> [Point-per-instance localization data]
******

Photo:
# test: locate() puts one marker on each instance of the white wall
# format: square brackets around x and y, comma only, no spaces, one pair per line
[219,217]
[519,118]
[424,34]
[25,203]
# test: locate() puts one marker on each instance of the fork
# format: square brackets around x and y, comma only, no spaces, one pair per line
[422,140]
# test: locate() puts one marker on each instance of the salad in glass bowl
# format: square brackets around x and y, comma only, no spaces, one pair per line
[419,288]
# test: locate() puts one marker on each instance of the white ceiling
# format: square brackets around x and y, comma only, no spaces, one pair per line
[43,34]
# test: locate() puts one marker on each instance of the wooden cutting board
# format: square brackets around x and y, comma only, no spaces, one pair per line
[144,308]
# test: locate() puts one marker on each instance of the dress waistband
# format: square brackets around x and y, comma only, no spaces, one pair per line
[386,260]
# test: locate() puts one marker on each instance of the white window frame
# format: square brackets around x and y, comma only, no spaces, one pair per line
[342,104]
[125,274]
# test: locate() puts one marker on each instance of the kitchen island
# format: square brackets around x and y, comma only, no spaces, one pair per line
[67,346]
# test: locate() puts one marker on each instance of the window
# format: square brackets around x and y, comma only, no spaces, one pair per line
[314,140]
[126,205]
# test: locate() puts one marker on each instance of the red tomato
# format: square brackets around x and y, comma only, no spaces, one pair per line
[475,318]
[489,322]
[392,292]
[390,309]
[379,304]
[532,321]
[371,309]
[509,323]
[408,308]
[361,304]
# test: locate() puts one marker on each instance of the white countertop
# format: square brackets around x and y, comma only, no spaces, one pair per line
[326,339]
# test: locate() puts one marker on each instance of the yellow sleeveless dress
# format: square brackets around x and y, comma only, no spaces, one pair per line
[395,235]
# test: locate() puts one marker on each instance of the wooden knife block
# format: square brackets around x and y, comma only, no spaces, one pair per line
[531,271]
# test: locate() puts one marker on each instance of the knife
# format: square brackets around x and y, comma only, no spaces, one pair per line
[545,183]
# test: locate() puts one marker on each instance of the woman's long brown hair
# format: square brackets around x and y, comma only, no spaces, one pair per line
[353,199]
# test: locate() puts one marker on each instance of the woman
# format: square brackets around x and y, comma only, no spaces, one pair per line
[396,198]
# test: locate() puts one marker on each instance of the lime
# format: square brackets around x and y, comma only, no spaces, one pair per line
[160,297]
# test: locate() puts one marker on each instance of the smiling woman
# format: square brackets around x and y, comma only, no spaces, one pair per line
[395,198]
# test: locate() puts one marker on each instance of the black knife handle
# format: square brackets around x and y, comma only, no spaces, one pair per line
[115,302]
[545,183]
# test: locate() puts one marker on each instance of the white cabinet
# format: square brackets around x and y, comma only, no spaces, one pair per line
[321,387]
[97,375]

******

> [ASSIGNED TASK]
Go through the entries and copy every line with "woman".

> [REPLY TO THE EXERCISE]
# test: locate() puts one marker on each instance of the woman's long brown hair
# test: locate() puts one marker on each instance of the woman
# test: locate() puts one marker on each instance of the smiling woman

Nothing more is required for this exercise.